→ **JOB**
Could you reproduce the rows from the start through the line containing "top-left (399, 171), bottom-right (465, 239)", replacing "persimmon" with "apricot" and leaving everything else unchanged?

→ **PROVIDED DATA**

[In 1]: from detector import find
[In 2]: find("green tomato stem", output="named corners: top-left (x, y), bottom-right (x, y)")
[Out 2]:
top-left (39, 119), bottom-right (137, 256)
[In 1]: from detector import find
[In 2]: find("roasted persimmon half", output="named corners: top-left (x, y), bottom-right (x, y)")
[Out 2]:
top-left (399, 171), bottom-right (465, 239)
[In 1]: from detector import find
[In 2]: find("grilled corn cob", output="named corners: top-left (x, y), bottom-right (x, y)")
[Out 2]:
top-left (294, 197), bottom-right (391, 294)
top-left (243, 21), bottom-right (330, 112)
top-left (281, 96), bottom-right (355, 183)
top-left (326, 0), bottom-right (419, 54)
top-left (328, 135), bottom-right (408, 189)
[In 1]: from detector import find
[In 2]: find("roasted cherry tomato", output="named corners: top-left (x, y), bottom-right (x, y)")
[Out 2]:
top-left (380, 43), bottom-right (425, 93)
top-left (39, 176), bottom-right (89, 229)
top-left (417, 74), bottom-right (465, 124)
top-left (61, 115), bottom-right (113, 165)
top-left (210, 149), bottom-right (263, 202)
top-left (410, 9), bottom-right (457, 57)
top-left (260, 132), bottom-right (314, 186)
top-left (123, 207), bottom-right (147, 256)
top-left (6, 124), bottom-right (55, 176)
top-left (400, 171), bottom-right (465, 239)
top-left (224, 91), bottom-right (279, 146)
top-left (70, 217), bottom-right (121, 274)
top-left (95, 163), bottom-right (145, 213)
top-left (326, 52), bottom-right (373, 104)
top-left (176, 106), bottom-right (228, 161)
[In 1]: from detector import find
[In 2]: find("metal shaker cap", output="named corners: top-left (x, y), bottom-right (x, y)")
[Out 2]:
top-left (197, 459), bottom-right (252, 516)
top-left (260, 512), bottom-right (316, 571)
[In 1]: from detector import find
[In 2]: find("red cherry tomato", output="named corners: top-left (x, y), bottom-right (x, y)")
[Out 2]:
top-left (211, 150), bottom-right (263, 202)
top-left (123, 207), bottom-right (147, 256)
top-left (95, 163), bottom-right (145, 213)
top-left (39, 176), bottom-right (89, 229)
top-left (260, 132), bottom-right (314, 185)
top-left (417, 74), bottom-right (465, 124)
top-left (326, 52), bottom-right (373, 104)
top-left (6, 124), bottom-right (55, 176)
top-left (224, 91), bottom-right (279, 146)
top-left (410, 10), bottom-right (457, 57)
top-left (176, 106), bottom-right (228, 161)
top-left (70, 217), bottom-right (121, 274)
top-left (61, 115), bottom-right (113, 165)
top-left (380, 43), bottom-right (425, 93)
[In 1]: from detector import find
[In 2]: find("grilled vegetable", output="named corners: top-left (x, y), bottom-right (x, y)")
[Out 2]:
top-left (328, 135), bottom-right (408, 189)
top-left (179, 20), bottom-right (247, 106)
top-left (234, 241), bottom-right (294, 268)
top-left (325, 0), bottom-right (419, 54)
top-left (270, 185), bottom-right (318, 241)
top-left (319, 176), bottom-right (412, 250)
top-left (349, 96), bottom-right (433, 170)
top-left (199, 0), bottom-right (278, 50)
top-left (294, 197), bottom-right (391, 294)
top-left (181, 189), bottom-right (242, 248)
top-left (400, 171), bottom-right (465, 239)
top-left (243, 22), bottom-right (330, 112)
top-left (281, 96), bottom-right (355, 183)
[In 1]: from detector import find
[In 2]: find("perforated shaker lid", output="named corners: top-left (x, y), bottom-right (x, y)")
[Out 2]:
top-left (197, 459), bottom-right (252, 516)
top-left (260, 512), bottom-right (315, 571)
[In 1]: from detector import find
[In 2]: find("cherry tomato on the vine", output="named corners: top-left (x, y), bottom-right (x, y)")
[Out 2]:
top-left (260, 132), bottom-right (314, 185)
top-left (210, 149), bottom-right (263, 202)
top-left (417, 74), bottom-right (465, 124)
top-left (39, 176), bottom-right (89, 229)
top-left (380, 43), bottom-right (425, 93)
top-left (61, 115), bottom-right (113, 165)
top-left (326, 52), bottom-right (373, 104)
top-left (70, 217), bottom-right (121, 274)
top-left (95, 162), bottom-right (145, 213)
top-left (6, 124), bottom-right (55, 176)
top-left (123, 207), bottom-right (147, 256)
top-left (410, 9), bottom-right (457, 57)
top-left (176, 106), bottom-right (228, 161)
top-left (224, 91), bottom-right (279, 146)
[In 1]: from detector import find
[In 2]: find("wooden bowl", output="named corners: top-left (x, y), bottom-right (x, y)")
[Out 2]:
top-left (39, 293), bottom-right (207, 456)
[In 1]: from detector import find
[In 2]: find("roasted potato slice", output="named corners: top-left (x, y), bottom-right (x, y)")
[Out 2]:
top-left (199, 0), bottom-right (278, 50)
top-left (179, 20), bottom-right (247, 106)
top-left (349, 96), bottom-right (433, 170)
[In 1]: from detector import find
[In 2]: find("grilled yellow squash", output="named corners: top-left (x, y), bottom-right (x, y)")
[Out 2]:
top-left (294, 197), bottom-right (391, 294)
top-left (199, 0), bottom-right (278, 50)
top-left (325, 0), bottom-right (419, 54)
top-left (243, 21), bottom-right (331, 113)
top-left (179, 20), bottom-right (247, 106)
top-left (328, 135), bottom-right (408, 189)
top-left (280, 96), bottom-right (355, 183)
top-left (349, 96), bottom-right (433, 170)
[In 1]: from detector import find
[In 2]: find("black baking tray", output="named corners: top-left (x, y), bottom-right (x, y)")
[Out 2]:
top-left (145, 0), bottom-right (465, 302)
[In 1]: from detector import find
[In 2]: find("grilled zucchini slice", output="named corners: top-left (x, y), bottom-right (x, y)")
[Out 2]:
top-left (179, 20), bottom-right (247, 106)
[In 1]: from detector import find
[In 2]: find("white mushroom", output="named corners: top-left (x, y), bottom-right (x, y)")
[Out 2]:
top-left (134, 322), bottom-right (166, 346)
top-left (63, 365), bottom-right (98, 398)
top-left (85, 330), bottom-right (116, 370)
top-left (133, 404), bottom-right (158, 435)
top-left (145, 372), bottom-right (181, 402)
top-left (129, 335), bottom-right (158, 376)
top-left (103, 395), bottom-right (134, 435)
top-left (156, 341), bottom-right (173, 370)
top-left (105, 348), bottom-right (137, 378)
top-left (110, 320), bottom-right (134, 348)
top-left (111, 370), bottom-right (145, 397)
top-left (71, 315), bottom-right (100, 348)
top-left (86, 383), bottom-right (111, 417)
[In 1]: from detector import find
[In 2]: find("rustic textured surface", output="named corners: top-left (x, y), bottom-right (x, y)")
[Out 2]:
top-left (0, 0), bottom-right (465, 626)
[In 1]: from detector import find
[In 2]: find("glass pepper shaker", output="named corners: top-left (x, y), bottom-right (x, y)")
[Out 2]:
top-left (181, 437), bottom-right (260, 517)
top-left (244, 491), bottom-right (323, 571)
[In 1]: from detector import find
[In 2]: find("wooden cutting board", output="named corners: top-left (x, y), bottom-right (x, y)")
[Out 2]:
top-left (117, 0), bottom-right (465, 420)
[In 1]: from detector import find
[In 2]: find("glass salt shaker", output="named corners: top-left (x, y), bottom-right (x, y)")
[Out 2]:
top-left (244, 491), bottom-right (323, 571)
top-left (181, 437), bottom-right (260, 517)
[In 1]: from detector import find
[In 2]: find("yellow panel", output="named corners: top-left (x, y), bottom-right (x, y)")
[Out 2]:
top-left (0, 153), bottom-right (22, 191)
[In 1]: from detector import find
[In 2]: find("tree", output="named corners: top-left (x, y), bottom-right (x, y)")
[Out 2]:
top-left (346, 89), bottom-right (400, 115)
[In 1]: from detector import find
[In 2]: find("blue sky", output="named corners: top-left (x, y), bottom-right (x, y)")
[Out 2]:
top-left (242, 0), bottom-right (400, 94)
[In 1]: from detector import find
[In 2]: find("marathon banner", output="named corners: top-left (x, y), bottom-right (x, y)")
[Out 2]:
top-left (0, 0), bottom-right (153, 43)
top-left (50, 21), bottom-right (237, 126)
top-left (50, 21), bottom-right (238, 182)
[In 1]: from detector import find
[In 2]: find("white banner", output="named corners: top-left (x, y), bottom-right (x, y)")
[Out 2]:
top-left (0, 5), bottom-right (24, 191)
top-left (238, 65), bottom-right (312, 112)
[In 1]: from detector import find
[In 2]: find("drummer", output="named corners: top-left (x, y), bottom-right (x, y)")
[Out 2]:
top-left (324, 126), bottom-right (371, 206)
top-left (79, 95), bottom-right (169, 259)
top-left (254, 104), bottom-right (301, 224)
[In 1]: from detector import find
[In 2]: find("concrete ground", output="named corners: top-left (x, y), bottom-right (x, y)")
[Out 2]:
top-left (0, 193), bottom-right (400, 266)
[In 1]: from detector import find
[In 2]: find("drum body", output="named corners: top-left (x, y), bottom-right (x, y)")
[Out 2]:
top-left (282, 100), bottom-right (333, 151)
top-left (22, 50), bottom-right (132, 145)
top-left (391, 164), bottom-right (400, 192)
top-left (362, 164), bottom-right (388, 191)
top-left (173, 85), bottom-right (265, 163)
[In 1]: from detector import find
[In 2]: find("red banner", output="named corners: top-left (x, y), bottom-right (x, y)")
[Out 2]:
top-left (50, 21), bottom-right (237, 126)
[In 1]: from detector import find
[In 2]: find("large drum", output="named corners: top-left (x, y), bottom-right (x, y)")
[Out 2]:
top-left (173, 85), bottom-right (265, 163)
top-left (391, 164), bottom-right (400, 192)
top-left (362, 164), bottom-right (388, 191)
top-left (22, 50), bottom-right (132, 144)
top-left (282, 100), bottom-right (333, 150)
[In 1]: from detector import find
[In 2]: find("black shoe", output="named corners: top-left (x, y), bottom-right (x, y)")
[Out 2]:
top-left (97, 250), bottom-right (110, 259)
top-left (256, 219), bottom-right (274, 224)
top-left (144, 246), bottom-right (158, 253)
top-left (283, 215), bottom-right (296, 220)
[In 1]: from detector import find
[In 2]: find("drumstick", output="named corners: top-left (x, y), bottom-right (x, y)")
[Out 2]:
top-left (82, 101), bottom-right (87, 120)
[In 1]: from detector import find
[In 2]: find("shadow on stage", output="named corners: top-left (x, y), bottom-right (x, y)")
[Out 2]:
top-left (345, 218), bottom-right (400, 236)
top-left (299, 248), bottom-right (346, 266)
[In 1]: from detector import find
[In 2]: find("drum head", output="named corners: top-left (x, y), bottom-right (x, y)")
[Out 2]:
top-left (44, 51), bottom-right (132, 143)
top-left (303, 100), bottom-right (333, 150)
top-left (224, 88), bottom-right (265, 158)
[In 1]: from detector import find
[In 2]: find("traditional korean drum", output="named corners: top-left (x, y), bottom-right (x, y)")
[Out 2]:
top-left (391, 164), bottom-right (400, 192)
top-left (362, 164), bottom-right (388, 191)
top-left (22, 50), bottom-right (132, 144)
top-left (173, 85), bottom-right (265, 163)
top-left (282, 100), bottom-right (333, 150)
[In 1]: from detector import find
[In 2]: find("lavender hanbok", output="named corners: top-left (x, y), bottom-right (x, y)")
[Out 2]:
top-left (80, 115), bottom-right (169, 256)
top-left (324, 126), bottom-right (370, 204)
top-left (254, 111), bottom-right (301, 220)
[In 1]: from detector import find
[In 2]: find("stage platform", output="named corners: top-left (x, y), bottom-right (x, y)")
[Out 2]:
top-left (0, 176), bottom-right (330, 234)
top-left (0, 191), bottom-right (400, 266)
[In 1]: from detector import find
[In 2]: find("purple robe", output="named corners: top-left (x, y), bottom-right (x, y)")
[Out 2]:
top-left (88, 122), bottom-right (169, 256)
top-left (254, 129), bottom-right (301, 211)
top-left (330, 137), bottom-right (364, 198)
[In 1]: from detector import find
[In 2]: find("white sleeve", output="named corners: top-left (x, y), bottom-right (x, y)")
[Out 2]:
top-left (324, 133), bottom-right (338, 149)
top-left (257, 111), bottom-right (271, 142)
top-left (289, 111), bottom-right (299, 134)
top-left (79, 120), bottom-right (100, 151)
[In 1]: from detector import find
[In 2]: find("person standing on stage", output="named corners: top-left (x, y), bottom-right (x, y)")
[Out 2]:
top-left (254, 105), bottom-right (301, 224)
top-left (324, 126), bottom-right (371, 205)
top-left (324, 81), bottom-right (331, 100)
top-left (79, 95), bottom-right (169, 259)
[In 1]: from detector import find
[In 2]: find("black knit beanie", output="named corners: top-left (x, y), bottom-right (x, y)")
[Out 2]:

→ **SOLUTION TO THIS TASK**
[In 1]: from detector import find
[In 2]: find("green tomato stem", output="named corners: top-left (x, y), bottom-right (x, y)")
[Out 2]:
top-left (39, 119), bottom-right (137, 256)
[In 1]: from detector import find
[In 2]: find("roasted apricot half", output="named corners: top-left (x, y), bottom-right (x, y)")
[Out 2]:
top-left (399, 171), bottom-right (465, 239)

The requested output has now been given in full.